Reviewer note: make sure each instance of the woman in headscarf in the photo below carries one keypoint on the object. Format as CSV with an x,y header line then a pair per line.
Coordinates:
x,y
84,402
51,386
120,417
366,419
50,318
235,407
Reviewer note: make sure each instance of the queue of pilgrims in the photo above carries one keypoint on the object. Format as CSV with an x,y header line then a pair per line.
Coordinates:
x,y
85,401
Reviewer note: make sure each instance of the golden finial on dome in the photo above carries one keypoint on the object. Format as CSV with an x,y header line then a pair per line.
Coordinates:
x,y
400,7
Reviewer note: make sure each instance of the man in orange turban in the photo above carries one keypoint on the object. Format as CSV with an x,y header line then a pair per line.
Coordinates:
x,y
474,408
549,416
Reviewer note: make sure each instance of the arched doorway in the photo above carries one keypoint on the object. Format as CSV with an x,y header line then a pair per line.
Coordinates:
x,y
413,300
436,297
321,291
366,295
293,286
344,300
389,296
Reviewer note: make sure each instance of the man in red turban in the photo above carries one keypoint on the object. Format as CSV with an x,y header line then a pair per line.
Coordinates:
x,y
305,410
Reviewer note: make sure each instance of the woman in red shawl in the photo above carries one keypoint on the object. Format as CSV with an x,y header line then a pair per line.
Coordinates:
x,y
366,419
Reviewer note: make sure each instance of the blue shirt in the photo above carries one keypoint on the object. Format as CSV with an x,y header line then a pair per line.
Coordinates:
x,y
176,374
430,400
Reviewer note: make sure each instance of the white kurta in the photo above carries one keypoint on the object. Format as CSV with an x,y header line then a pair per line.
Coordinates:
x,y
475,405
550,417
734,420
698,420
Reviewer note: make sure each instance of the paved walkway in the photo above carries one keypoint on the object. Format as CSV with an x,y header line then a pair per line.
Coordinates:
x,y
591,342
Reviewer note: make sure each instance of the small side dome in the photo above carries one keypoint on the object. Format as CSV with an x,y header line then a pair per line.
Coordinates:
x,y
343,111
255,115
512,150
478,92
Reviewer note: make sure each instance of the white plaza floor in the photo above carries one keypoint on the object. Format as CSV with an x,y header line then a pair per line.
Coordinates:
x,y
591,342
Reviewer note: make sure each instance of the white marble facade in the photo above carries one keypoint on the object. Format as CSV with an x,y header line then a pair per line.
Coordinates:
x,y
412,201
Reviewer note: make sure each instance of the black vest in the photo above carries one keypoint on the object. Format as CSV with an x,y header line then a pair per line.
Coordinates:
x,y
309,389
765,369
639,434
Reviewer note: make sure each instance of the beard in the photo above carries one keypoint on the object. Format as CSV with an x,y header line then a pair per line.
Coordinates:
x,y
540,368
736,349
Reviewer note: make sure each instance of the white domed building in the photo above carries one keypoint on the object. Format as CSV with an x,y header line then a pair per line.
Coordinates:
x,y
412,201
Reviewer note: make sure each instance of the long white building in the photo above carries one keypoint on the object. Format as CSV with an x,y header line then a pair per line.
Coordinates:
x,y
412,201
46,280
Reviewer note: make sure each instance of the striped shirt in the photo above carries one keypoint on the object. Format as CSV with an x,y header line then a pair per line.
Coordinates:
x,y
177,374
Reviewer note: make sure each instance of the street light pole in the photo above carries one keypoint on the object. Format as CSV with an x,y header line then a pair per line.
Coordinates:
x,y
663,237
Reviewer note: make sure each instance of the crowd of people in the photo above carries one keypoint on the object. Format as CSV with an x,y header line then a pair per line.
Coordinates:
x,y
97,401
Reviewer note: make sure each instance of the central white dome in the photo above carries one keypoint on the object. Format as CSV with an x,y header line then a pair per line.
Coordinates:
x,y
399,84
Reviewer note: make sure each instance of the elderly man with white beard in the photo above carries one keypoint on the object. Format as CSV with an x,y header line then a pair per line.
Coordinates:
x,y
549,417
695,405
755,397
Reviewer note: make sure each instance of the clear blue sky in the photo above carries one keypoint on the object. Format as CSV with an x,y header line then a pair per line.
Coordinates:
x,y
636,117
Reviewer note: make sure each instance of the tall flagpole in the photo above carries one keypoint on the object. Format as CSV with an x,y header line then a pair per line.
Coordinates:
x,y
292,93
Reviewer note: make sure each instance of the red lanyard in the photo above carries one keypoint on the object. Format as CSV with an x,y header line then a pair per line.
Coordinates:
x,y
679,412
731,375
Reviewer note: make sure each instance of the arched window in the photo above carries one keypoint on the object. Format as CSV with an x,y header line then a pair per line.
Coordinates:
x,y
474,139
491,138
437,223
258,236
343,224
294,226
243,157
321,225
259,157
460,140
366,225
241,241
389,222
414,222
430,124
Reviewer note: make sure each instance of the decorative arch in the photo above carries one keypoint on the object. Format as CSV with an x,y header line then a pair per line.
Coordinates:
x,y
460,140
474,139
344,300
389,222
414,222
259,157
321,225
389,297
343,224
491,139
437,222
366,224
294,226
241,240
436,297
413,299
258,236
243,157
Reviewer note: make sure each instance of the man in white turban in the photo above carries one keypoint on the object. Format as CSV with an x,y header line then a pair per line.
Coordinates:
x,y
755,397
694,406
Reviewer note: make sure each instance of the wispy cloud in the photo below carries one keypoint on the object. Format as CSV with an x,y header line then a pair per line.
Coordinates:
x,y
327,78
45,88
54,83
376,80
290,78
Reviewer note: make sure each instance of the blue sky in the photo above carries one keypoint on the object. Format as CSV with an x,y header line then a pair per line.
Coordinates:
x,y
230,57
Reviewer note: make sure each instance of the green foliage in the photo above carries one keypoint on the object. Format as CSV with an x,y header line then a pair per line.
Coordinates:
----------------
**WHAT IS EXPECTED**
Output the material verbatim, including every line.

**REPLY**
Reviewer note: make sure each instance of the woman in headscarf in the photo below carries one keypoint on the object. Format as CSV with an x,y header line then a pair per line.
Coordinates:
x,y
84,402
51,386
120,417
366,419
50,318
235,407
Reviewer note: make sure each instance of the queue of pilgrims in the photo above carries one keypoint on the object. Format as CSV with an x,y header line then a pair per line.
Coordinates:
x,y
85,401
Reviewer note: make sure each instance of the golden finial on dome in the photo above carries one keypoint on the object. Format as CSV with an x,y header line then a pair per line.
Coordinates:
x,y
400,7
Reviewer note: make sure each instance of the man in orange turban in the photo above carries one keypoint on the object. Format as CSV with an x,y header line then a pair per line.
Coordinates:
x,y
474,408
549,416
Reviewer note: make sure each instance of the arched doorway in the photo above carries one keypoint on the object. Format as CSV with an x,y header line then a pair per line.
Coordinates:
x,y
413,300
436,297
321,291
366,295
293,286
344,300
389,296
Reviewer note: make sure each instance of the man in red turban in the photo above carries one keypoint on the object. Format as CSV with an x,y header line then a pair per line.
Coordinates:
x,y
305,410
Reviewer note: make sure each instance of the woman in red shawl in the photo above carries one keypoint on the object. Format as CSV with an x,y header line then a pair per line.
Coordinates:
x,y
366,419
Reviewer note: make sure each instance of the blue shirt in the photo above carries one keypoint on the object. Format as CSV with an x,y header line then a pair per line.
Coordinates:
x,y
176,374
430,400
Reviewer note: make sure each instance of the white kurta in the photo above carries one keypoint on the object. Format as CSV with an x,y header line then a pair per line.
Coordinates:
x,y
475,405
550,417
734,420
698,420
Reviewer note: make sure each instance of the paved walkway in the photo above carries one keypoint on the object. Format as CSV with an x,y header line then a pair per line.
Coordinates:
x,y
591,342
Reviewer note: make sure each instance of the small side dome in the photo above carries one keypoint on the object. Format as CSV with an x,y header line then a pair per line.
Coordinates:
x,y
343,111
255,115
512,150
478,92
Reviewer note: make sure each instance of the white plaza floor in the photo above carries one keypoint on the object. Format as CSV with an x,y header line then a pair per line.
Coordinates:
x,y
591,342
Reviewer note: make sure each instance of the white marble facade in the photo above carries one keypoint on the object. Format as CSV with an x,y header line then a pair per line.
Coordinates:
x,y
412,201
Reviewer note: make sure each instance of the black vest in the photo above carries one keypoint on the object. Format as CSV with an x,y header line then a pair per line.
Coordinates:
x,y
309,389
765,369
639,434
Reviewer note: make sure each instance of the beard in the photo above carries one keypoint on the object. Format as CSV with an x,y header line then a pair per line.
Coordinates:
x,y
540,368
736,349
Reviewer note: make sure each instance of the white domed building in the photo above carries one keypoint on the object. Format as CSV with an x,y header line then a pair per line.
Coordinates:
x,y
412,201
Reviewer note: make sure each instance of the long white building in the photo above carries one keypoint on the object. Format as CSV with an x,y header line then a pair per line.
Coordinates:
x,y
412,201
46,280
Reviewer note: make sure each instance of the striped shirt in the photo above carries one keypoint on the object. Format as CSV with an x,y header line then a pair per line.
Coordinates:
x,y
177,374
Reviewer note: make sure each instance of the street light pole in the photo above carries one keypoint on the object. Format as CSV with an x,y header line then a pair per line.
Coordinates:
x,y
663,237
Reviewer note: make sure each instance of the crowd of people in the photo above carries one keypoint on the object. Format as CSV with an x,y header line then a pair per line.
Coordinates:
x,y
97,401
Reviewer note: make sure each instance of the central white dome in the photo above carries one keypoint on the object. Format as CSV with an x,y header line then a pair per line.
Coordinates:
x,y
399,84
Reviewer note: make sure each instance of the elderly man with white beard in the photo above carries one keypoint on the object. Format as CSV with an x,y header line then a pair per line.
Coordinates:
x,y
549,417
695,405
755,397
Reviewer note: make sure each instance of the clear blue sky in the photo above carries one keypoint on the object. Format as CSV with an x,y header line then a pair per line.
Coordinates:
x,y
636,117
Reviewer note: make sure each instance of the tall flagpole in the photo above carries one keypoint on the object. Format as CSV with an x,y header line then a pair per line.
Coordinates:
x,y
292,93
Reviewer note: make sure each instance of the red lanyard in the photo above carries one keypoint on the object. Format as CSV with an x,y header line then a pair per line.
Coordinates:
x,y
679,412
731,375
Reviewer note: make sure each instance of the arched window in the photo above carries one keypoint on the object. Format as CSV with an x,y header line then a pair per line.
Coordinates:
x,y
474,139
491,138
437,223
258,236
343,224
294,226
243,157
321,225
259,157
460,140
366,225
241,241
389,222
414,222
430,124
Reviewer note: make sure each instance of the decorative arch in the photo above carries one keypoint on the object. Format as CSV with an x,y header line then a pair per line.
Coordinates:
x,y
460,140
474,139
344,300
389,222
414,222
259,157
321,225
389,297
343,224
491,139
437,222
366,224
294,226
241,240
436,297
413,299
258,236
243,157
Reviewer note: make sure each instance of the man in white turban in the photo above carries one keypoint on the object. Format as CSV with an x,y header line then a pair per line.
Coordinates:
x,y
755,397
694,406
Reviewer note: make sure each instance of the wispy cloud in the photo below carries one keypoint on the object. Format as CSV with an x,y header line then a pair per line.
Coordinates:
x,y
327,78
45,88
54,83
376,80
290,78
Reviewer note: make sure each instance of the blue sky in the photo above carries one keypoint on the object. Format as CSV with an x,y header line then a pair per line.
Coordinates:
x,y
230,57
Reviewer note: make sure each instance of the green foliage in the photo above carries one keypoint on the object. Format as CSV with an x,y header line then a pair per line.
Coordinates:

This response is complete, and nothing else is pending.